## WRITTEN REQUEST:
Would you transcribe the whole listing exactly, minus its pictures?

## Some records:
## start

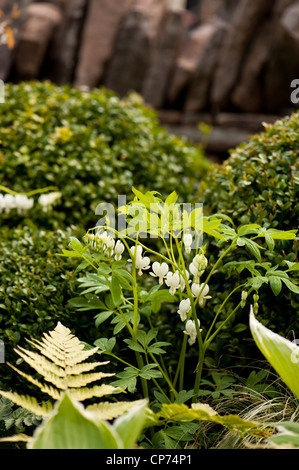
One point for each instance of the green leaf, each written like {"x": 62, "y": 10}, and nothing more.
{"x": 288, "y": 435}
{"x": 104, "y": 269}
{"x": 291, "y": 286}
{"x": 105, "y": 344}
{"x": 91, "y": 302}
{"x": 257, "y": 281}
{"x": 171, "y": 199}
{"x": 103, "y": 316}
{"x": 149, "y": 371}
{"x": 115, "y": 289}
{"x": 254, "y": 248}
{"x": 282, "y": 354}
{"x": 276, "y": 284}
{"x": 134, "y": 345}
{"x": 246, "y": 229}
{"x": 240, "y": 241}
{"x": 282, "y": 235}
{"x": 270, "y": 242}
{"x": 71, "y": 427}
{"x": 155, "y": 348}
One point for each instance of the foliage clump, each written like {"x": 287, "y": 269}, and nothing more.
{"x": 258, "y": 184}
{"x": 91, "y": 146}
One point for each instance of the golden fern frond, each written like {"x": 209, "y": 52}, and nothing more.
{"x": 85, "y": 367}
{"x": 52, "y": 392}
{"x": 106, "y": 410}
{"x": 60, "y": 362}
{"x": 29, "y": 403}
{"x": 82, "y": 380}
{"x": 98, "y": 391}
{"x": 39, "y": 363}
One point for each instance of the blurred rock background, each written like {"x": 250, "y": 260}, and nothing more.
{"x": 227, "y": 63}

## end

## THE RESPONSE:
One point for each instance of the green leaf, each written like {"x": 62, "y": 10}, and nothing more.
{"x": 288, "y": 435}
{"x": 104, "y": 269}
{"x": 291, "y": 286}
{"x": 105, "y": 344}
{"x": 91, "y": 302}
{"x": 257, "y": 281}
{"x": 171, "y": 199}
{"x": 103, "y": 316}
{"x": 149, "y": 371}
{"x": 115, "y": 289}
{"x": 254, "y": 248}
{"x": 282, "y": 354}
{"x": 276, "y": 284}
{"x": 134, "y": 345}
{"x": 246, "y": 229}
{"x": 240, "y": 241}
{"x": 282, "y": 235}
{"x": 270, "y": 242}
{"x": 71, "y": 427}
{"x": 155, "y": 348}
One point for each instance of the foliage clump, each written like {"x": 287, "y": 269}, and nothing more.
{"x": 258, "y": 184}
{"x": 91, "y": 146}
One point for each instance of the golden fern frond, each written like {"x": 209, "y": 52}, and nothing more.
{"x": 85, "y": 367}
{"x": 52, "y": 392}
{"x": 106, "y": 410}
{"x": 60, "y": 362}
{"x": 29, "y": 403}
{"x": 82, "y": 380}
{"x": 98, "y": 391}
{"x": 39, "y": 363}
One point for each instance of the blurred rock background, each written like {"x": 250, "y": 260}, and nothing more.
{"x": 227, "y": 63}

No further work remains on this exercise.